# Job
Copy out the entries below word for word, from the very first line down to and including the line that contains "647, 389, 750, 491".

[Raw records]

■ ■ ■

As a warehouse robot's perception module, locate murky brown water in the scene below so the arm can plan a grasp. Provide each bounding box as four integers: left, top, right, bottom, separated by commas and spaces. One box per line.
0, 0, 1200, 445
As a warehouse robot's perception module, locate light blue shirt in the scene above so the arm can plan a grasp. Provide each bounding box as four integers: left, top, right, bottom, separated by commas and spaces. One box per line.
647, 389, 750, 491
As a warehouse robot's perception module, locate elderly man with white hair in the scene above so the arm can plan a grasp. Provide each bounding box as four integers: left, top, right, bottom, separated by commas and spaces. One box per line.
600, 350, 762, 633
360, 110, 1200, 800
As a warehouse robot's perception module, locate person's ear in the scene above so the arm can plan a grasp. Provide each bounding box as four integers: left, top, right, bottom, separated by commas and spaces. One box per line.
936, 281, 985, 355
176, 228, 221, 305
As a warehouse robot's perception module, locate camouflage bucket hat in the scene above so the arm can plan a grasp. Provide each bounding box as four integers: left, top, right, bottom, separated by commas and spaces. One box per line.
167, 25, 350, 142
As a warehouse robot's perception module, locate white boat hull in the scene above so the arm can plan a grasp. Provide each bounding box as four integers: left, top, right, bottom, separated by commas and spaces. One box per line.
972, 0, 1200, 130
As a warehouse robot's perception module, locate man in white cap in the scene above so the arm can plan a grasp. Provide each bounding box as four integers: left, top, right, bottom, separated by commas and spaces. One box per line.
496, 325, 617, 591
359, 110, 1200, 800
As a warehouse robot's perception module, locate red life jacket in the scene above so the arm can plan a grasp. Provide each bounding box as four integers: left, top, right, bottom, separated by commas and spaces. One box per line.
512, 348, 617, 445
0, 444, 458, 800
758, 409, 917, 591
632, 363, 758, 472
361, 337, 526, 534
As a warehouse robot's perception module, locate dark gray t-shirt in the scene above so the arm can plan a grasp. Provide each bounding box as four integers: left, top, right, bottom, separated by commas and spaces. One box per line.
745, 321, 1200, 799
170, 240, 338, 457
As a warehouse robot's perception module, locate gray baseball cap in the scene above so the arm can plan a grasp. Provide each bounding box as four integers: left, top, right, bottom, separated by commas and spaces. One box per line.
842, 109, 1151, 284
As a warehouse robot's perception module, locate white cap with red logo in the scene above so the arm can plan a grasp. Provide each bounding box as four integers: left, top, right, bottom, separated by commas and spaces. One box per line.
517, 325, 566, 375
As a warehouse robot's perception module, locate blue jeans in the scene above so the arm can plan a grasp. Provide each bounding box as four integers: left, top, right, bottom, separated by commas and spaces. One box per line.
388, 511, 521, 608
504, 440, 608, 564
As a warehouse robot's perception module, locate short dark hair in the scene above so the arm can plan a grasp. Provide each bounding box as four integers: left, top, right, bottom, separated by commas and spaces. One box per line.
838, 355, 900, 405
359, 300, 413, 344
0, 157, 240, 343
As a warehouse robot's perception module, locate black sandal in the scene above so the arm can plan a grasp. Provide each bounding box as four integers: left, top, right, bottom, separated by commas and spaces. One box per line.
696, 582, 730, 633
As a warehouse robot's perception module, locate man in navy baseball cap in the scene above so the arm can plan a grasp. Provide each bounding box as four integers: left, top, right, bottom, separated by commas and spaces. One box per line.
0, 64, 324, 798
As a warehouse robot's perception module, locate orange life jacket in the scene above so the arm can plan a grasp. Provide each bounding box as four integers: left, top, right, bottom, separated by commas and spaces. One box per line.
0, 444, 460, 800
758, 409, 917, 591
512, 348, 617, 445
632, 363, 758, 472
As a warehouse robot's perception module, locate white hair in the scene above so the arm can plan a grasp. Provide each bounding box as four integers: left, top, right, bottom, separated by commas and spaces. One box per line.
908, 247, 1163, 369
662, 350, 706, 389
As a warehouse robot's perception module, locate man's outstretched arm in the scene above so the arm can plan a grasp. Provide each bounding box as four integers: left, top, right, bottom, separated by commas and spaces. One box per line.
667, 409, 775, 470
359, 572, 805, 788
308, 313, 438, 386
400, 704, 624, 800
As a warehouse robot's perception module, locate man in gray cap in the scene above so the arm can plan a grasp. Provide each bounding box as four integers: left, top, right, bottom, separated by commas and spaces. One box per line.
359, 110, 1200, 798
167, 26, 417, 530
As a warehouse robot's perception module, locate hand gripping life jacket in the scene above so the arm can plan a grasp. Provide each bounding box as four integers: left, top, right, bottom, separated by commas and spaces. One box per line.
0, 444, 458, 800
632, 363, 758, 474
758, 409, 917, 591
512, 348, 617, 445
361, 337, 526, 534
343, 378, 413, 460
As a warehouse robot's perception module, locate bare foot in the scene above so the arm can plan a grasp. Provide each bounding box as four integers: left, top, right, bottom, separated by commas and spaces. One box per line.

■ ■ ■

# Task answer
As a warehouse robot's perception module, locate murky brown water in the scene below so the arm can plan a grasp. Provide each bounding box as four integers: left, top, right, bottom, separated by commas and spaces. One box per line.
0, 0, 1200, 445
As a warehouse robot's perception module, locate light blue shirt in the scene above so the arm can plan a grasp. Provide each bounding box as four integers: left, top, right, bottom, separated by commas and spaces. One box per line.
647, 389, 750, 491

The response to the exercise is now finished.